**Challenge:** Turn the lines of the records below, from the one containing "For the evaluation, point out each instance of the eye" through the last line of the records, inclusive, into a Markdown table. Use the columns Row, holding a row number, and Text, holding the line, and omit blank lines.
* * *
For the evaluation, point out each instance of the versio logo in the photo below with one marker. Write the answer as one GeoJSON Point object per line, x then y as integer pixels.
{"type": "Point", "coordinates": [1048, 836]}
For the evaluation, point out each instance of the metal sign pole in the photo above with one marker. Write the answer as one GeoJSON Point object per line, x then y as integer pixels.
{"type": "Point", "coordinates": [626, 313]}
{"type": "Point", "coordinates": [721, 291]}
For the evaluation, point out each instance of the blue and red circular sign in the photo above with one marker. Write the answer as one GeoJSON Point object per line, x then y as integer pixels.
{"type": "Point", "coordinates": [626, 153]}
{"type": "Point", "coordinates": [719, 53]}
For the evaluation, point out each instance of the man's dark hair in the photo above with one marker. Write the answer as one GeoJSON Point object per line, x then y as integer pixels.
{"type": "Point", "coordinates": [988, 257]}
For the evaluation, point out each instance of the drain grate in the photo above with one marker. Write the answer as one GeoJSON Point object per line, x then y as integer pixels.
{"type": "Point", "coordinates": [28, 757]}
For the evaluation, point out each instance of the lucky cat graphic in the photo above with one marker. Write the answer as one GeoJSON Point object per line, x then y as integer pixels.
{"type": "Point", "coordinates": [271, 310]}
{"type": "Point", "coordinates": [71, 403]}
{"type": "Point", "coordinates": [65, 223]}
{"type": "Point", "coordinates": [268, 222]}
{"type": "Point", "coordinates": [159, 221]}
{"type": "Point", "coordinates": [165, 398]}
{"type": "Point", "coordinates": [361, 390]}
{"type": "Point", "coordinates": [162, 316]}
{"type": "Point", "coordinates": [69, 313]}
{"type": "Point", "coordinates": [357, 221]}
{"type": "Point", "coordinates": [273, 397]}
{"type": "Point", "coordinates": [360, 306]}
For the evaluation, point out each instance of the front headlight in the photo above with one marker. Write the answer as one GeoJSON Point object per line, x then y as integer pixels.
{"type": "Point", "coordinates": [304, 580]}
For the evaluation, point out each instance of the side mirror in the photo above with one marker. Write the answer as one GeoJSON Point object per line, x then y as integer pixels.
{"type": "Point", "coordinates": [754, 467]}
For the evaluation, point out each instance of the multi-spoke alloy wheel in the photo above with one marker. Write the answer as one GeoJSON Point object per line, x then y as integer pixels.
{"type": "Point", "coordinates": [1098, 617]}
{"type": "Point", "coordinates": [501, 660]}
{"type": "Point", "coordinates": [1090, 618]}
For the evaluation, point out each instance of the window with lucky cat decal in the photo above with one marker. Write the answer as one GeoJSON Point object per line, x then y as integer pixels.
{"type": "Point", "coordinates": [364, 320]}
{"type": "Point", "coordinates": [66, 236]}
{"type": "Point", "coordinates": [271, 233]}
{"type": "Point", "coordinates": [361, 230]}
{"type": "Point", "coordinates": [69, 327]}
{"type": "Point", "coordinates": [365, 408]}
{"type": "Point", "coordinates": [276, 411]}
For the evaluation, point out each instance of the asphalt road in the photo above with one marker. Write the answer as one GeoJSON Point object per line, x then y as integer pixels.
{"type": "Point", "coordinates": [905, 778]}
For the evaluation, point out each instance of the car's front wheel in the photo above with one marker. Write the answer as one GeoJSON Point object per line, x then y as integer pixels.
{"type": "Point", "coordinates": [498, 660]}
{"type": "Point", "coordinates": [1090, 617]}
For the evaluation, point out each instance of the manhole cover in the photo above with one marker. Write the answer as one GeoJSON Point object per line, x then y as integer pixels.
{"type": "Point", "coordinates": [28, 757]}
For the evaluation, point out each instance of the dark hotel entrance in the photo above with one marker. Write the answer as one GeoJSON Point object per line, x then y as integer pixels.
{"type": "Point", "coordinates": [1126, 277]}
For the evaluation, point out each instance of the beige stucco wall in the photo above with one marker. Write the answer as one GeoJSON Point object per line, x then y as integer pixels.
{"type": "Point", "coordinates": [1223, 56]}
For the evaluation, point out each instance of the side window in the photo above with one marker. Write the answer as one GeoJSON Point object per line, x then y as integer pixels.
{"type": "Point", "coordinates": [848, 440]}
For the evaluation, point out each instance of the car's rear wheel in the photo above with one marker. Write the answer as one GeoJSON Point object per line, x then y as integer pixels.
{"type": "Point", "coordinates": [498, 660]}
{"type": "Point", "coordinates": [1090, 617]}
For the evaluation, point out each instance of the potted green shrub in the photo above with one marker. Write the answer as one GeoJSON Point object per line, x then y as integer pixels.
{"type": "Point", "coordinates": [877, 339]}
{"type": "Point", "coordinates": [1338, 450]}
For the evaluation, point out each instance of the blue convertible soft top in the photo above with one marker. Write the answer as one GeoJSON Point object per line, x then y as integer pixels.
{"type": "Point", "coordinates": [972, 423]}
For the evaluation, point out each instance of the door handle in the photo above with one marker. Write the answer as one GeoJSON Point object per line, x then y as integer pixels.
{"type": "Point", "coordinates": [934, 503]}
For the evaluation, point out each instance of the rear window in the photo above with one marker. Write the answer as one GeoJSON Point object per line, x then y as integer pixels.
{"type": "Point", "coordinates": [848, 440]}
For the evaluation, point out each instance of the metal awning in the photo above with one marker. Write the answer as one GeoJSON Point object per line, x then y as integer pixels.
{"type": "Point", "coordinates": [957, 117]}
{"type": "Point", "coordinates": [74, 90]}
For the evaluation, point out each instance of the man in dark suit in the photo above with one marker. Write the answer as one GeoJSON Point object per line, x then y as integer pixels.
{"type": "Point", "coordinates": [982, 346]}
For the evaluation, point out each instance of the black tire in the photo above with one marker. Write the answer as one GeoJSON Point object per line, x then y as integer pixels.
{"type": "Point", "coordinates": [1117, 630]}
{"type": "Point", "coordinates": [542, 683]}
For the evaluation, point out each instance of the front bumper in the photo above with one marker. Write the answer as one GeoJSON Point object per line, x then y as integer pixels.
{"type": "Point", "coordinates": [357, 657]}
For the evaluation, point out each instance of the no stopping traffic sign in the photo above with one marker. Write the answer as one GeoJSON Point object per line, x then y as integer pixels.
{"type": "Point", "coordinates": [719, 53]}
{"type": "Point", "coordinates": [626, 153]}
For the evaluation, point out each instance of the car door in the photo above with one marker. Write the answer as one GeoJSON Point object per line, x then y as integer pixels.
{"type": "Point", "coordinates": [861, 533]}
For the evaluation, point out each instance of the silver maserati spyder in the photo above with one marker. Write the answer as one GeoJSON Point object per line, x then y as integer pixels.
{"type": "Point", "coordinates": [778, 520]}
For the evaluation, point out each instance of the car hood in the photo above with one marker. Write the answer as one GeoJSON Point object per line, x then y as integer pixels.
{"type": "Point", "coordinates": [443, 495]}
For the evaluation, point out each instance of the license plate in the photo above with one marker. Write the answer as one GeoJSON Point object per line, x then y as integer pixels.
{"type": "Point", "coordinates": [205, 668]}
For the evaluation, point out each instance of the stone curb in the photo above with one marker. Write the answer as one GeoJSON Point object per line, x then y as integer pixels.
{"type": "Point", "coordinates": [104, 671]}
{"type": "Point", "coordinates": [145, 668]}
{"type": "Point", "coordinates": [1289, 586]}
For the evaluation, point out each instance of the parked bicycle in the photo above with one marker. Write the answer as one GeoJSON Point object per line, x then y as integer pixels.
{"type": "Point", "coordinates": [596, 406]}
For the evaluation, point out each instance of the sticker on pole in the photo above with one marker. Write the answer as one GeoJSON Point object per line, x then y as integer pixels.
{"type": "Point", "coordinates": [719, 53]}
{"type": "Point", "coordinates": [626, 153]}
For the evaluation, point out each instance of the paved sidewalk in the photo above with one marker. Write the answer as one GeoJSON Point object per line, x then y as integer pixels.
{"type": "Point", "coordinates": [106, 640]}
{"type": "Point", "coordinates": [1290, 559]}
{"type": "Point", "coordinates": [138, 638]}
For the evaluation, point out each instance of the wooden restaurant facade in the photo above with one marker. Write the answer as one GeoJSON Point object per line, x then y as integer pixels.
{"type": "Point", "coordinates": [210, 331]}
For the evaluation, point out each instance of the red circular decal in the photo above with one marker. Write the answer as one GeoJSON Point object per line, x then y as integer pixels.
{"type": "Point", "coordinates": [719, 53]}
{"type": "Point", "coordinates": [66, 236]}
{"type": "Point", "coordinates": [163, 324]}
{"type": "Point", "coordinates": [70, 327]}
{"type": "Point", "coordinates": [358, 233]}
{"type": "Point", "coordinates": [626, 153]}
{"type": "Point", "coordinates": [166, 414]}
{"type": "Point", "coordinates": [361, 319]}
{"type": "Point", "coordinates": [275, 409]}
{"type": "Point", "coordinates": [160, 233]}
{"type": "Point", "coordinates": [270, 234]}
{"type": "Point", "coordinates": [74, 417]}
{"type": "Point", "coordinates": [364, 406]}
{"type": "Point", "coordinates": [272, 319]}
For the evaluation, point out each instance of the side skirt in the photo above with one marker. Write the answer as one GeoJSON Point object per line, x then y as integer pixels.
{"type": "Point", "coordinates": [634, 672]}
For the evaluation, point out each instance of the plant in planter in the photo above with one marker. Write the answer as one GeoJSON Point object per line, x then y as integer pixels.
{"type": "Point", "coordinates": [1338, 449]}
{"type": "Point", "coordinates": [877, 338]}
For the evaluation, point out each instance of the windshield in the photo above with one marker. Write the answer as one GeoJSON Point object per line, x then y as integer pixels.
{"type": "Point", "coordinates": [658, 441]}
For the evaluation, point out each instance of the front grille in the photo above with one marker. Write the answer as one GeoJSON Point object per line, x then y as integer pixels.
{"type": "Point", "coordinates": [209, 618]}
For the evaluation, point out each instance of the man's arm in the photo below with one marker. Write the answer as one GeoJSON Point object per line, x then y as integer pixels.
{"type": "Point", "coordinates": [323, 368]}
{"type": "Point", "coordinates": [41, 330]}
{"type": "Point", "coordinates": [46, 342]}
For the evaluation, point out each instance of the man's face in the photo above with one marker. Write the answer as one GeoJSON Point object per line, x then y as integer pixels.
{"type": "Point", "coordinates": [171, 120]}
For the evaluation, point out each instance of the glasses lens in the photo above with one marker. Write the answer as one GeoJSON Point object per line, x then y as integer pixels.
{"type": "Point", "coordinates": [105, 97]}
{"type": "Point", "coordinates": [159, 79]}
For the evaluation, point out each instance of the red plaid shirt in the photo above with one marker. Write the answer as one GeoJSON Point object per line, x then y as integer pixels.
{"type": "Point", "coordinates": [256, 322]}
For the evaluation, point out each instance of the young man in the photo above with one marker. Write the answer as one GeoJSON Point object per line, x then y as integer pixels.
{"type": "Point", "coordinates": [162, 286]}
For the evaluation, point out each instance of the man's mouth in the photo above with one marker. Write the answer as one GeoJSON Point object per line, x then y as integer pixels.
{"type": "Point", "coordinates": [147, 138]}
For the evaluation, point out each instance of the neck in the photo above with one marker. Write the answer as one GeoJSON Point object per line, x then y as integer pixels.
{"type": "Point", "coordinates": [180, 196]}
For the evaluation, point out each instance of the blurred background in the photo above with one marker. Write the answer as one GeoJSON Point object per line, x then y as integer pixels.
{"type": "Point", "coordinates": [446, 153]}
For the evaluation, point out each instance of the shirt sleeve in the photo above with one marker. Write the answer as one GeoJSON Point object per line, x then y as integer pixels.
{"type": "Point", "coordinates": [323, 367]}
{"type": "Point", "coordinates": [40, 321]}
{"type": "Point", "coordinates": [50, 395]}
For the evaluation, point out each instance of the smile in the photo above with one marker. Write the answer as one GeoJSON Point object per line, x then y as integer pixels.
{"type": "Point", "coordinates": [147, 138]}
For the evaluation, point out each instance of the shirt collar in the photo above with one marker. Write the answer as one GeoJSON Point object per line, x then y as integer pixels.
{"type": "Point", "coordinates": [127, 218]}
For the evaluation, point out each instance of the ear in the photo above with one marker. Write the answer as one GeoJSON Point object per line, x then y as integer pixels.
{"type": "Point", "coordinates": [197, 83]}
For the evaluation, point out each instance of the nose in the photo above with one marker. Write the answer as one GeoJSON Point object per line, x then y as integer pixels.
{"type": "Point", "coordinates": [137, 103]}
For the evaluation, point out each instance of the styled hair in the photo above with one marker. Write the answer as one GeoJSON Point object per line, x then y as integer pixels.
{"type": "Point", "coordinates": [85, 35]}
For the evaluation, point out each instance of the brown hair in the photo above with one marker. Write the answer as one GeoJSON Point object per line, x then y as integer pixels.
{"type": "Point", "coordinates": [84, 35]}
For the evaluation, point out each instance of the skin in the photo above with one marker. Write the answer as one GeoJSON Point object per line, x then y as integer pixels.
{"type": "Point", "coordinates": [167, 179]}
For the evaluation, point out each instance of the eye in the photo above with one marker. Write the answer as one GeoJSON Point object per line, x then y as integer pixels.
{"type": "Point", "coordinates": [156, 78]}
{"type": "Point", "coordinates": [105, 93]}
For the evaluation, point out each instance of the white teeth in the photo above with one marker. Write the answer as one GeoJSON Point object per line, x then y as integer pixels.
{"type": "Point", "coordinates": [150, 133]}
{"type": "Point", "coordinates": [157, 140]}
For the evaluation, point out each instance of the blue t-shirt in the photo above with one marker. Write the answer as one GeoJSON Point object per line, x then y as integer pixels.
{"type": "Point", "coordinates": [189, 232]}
* * *
**Answer:**
| Row | Text |
|---|---|
| 1 | For the evaluation, point out each instance of the eye in the photo above with one marker. Write the answer as one GeoJSON Point object per line, x then y as integer pixels. |
| 2 | {"type": "Point", "coordinates": [156, 78]} |
| 3 | {"type": "Point", "coordinates": [105, 93]} |
| 4 | For the evaluation, point out each instance of the white teeth in the photo above with one marker. Write the answer as one GeoJSON Point object per line, x then y as integer pixels. |
| 5 | {"type": "Point", "coordinates": [150, 133]} |
| 6 | {"type": "Point", "coordinates": [157, 140]} |
| 7 | For the evaluation, point out each instance of the blue t-shirt in the photo above with one marker. Write the answer as one GeoJSON Point object per line, x then y as integer pixels. |
| 8 | {"type": "Point", "coordinates": [189, 232]} |